READING PASSAGE.
AAP Image/Con Chronis

As borders reopen, the economy and Aussies are set to fly!

Peter Switzer
8 February 2022

Step-by-step, economic and real-life normalcy is creeping back and the Morrison Government’s decision to open our international borders to all double-vaccinated foreign visitors and visa holders from February 21 is a case in point. It’s a gamble that the Premier of WA, Mark McGowan would never have taken if he was PM as he shudders opening up his state to fellow Aussies, unless it’s for sport!

On a personal business level, I saw the steps back to normalcy in my office yesterday, when we christened our new studio, which has taken an eternity to build and is still waiting to be completed, thanks to the virus restrictions and a broken goods lift in our building (but that’s another story!). Seeing Jun Bei Liu from Tribeca Alpha Plus fund actually come to the studio was a glimpse of how our world operated before we heard of the Coronavirus! (My interview with her looked at the beaten-up tech stocks that one day could rebound in a more normal, fast economic growth world. You can see it here.)

Despite pleas from business groups to state and federal leaders to do more to get staff back to offices in CBDs, there are even signs that some workers are starting to resume their pre-pandemic work arrangements. That said, many are banking on employers embracing a hybrid model of some work from home.

EXERCISE BRIEF. From the article on reopening the borders, quote everything from "AAP Image/Con Chronis" down to "it’s for sport!", word for word.

ENTRIES PROVIDED.

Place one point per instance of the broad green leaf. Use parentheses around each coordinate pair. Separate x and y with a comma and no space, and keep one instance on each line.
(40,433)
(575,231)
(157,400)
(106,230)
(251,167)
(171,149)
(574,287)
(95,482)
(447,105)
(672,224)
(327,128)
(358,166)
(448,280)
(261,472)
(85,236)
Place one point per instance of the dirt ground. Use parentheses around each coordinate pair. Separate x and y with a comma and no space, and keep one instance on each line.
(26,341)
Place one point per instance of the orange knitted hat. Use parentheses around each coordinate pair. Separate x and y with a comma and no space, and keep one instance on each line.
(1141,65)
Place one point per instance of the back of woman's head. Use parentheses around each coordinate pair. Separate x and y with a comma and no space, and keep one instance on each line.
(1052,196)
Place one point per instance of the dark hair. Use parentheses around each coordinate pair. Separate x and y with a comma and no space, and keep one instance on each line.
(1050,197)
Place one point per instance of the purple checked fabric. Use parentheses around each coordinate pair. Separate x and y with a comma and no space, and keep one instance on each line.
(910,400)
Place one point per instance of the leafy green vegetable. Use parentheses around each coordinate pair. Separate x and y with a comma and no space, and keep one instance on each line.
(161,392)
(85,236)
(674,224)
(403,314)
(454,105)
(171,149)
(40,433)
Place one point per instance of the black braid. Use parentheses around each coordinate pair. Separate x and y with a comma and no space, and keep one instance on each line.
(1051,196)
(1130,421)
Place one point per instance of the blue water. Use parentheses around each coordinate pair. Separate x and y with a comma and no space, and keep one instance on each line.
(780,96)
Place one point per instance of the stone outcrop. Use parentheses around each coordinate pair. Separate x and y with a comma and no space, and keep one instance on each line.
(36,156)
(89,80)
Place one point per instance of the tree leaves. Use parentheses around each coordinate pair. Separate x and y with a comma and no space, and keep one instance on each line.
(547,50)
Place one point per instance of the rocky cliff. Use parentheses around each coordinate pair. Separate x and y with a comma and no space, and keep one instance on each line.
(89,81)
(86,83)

ANSWER TO THIS PROBLEM.
AAP Image/Con Chronis

As borders reopen, the economy and Aussies are set to fly!

Peter Switzer
8 February 2022

Step-by-step, economic and real-life normalcy is creeping back and the Morrison Government’s decision to open our international borders to all double-vaccinated foreign visitors and visa holders from February 21 is a case in point. It’s a gamble that the Premier of WA, Mark McGowan would never have taken if he was PM as he shudders opening up his state to fellow Aussies, unless it’s for sport!